___ SOURCE EXTRACT ___

Pullbox Review: Fight Club 2 #1

Fight Club 2 #1

fight-club-2-cover

Let’s not mince words: Fight Club 2 is simultaneously a haunting and triumphant return to the depth and severity of its predecessor. An instant success from the first page onward.

There’s something strange and stirring about revisiting a series as intense and deep as Fight Club, like driving through your hometown after what feels like a lifetime away. From the very first page, Fight Club 2 violently grabs you with claws of nostalgia – everything you loved about the original resurfacing fondly, but leaving you wondering if it can survive. How often do series wait too long to capitalize on our enjoyment of them? Dumb and Dumber 2 leaps to mind, not a terrible film, but a bit too late in the grand scheme of things to land with the full weight that it might have otherwise. Fight Club 2 dismisses that concern – time is not a factor for quality, nor is it a factor for Tyler Durden, it seems. Tumultuous and aggressive, the story attacks a nerve closer to the surface than we realize; Willing complacency in society, and in our  own lives. The story surrounds Edward Norton’s protagonistic lead (referred to by some as “Jack”) in his life after the events of Fight Club; Going by the name “Sebastian” as he lives a quiet life in the suburbs with a miserable Marla and their chip-off-the-old-block child together – actively keeping himself medicated to keep Tyler at bay.

___

APPLY WHAT YOU READ -
a: According to the Fight Club 2 review, why does the reviewer bring up Dumb and Dumber 2? Answer in one to three sentences.
b: Continue the Fight Club 2 review from its last sentence.
You do not need the rows.

___ DATASET RECORDS ___

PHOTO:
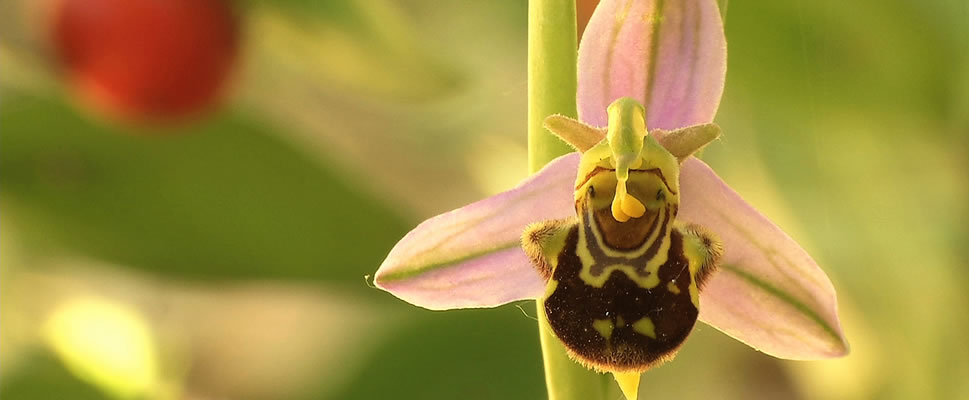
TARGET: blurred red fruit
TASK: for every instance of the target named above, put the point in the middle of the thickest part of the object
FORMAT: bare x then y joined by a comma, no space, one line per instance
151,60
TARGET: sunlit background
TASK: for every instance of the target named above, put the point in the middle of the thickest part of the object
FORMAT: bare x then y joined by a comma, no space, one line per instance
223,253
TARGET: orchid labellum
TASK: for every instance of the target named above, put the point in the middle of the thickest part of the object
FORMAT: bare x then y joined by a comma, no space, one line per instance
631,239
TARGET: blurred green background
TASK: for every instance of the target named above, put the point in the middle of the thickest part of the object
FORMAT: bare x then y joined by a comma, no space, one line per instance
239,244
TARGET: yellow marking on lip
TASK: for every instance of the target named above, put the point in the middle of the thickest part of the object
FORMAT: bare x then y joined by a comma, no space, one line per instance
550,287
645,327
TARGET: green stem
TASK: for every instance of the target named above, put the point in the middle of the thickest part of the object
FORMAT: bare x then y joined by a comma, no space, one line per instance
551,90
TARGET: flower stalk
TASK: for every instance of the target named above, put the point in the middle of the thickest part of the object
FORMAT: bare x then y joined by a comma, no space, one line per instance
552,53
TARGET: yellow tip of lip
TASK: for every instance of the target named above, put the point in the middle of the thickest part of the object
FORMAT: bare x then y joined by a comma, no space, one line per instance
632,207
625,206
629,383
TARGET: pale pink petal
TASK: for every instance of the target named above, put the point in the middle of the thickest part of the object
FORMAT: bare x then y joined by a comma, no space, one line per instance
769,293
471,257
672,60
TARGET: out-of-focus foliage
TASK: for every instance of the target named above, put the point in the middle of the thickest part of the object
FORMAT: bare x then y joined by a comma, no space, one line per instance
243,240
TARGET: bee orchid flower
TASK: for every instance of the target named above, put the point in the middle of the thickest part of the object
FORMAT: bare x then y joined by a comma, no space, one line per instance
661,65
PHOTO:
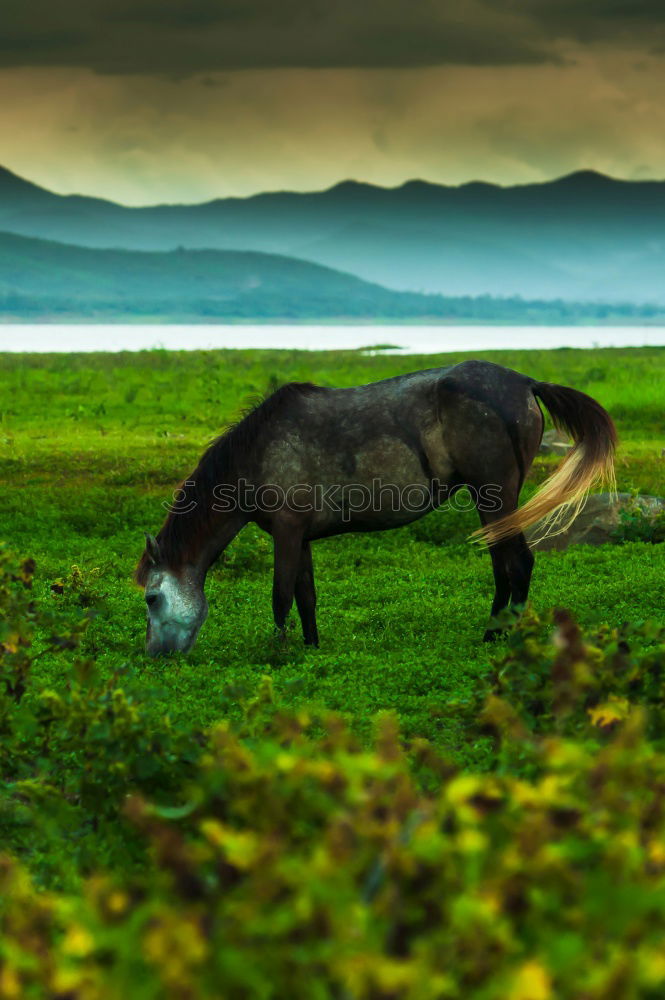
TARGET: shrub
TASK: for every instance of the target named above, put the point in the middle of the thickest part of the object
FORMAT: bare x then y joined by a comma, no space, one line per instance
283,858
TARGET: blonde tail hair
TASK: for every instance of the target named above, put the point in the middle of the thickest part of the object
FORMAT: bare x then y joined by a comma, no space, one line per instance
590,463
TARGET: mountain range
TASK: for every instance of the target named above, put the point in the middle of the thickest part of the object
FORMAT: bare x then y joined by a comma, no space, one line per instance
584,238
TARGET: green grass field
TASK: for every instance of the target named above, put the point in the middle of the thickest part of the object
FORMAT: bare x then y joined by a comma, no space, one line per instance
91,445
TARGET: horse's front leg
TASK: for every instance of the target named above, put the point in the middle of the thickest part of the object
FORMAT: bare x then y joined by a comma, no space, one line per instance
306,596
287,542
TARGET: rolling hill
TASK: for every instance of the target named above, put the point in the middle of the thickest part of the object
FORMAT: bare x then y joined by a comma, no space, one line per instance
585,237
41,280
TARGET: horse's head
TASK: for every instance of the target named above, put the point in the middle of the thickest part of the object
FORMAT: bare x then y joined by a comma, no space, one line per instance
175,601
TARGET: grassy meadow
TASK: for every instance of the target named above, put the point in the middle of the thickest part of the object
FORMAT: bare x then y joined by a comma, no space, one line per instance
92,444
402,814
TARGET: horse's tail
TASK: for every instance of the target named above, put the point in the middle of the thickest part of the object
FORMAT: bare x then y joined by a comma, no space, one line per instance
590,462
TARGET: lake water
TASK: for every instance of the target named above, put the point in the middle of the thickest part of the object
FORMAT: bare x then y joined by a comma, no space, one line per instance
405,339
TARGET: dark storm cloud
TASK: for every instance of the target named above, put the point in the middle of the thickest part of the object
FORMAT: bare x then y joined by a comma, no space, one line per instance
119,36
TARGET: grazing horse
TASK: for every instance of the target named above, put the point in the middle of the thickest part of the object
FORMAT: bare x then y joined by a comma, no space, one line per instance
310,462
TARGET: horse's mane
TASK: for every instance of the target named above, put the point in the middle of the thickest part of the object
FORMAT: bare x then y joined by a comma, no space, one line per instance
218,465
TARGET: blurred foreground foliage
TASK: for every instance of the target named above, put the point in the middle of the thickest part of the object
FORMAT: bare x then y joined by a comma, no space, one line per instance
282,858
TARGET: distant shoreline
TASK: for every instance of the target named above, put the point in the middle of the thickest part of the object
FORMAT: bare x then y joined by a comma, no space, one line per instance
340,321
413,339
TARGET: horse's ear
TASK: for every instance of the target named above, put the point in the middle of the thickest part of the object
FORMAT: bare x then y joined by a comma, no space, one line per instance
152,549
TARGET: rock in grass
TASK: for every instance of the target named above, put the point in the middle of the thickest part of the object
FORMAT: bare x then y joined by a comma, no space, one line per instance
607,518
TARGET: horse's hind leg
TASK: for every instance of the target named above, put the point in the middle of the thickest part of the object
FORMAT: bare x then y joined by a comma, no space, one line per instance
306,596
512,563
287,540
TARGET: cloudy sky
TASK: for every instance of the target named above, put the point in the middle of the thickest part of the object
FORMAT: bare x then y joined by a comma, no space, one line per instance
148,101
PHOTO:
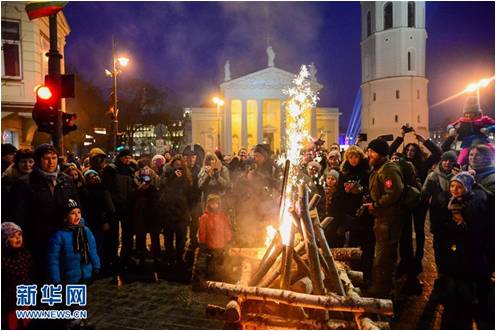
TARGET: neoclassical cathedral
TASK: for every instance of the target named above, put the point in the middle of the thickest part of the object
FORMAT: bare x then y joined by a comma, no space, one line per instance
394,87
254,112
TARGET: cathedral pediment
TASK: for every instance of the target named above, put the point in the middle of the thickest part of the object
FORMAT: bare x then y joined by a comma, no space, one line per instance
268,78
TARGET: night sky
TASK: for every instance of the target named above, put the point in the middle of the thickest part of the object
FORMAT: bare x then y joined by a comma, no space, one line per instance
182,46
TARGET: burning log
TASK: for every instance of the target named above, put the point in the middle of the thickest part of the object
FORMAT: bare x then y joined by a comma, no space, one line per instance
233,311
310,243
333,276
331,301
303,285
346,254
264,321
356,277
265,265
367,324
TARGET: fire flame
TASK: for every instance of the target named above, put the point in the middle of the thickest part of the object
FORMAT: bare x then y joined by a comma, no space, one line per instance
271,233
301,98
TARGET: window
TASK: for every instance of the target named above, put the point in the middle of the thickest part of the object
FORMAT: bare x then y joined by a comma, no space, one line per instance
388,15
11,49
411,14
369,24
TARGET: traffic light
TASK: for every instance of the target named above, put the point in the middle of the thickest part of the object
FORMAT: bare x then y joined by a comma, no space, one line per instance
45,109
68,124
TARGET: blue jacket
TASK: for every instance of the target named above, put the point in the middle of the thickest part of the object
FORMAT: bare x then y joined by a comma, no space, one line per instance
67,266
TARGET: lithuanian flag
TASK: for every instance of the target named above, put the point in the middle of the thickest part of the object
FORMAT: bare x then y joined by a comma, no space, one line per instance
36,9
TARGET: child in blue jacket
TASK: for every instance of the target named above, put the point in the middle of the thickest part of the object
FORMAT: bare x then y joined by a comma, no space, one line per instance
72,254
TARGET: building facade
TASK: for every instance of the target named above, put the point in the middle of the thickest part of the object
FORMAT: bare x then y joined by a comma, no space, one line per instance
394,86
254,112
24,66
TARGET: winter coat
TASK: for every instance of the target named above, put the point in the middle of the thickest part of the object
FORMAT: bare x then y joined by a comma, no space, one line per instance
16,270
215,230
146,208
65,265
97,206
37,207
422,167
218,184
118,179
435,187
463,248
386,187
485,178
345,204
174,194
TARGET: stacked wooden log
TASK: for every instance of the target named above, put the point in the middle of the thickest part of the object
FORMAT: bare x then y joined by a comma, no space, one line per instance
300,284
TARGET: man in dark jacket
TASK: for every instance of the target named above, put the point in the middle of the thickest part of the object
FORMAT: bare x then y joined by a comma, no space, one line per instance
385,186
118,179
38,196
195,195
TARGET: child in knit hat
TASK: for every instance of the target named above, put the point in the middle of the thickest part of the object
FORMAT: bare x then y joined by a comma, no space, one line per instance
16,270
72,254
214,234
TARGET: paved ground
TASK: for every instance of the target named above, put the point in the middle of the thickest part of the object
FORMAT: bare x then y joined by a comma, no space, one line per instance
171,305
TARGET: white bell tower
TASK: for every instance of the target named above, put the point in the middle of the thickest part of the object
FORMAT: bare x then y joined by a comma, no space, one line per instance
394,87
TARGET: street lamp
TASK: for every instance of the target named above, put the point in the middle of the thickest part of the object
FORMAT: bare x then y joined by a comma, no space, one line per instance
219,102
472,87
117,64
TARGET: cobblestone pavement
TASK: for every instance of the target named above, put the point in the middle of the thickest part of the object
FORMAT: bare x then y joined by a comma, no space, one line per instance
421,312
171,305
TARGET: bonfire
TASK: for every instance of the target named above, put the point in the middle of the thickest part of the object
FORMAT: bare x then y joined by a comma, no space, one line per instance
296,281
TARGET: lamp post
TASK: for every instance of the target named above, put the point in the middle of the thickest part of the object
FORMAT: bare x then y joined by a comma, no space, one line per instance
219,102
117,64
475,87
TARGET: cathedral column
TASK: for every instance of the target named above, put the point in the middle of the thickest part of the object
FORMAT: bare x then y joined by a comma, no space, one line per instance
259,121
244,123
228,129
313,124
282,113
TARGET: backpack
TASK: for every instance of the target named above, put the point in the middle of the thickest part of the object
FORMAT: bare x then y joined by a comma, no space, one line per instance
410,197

___

RESPONSES BY TASK -
a: The reviewer uses it as an example of a series that waited too long to capitalize on audiences' enjoyment. It was not a terrible film, but it came too late to land with the full weight it might otherwise have had. Fight Club 2, by contrast, is said to dismiss that concern.

b:
The art has a very different aesthetic tone from the original film, colorful and lacking the gritty and sketched-out vibe that would feel appropriate to the original – instead opting for very careful and clever juxtaposition of words and overlain imagery to capture the same frantic, confusing feeling that perpetually inhabits Sebastian’s mind. Long story short, it works. I was almost disappointed it didn’t have a more gritty artistic tone but in actual practice, the choices made work on every level. The story, similarly, accomplishes everything you could hope for it to – in the span of a single issue grabbing us back into the colossal gravity of the original story while thrusting us face first into something new and equally gripping, dropping us off at a point that completely and utterly demands issue #2 release as soon as humanly possible. This series has a lot riding on it, beyond being the first step of the unbelievably talented Chuck Palahniuk into the realm of graphic novels, but supporting itself under the weight of a great many lofty expectations from die-hard fans of the original book and film.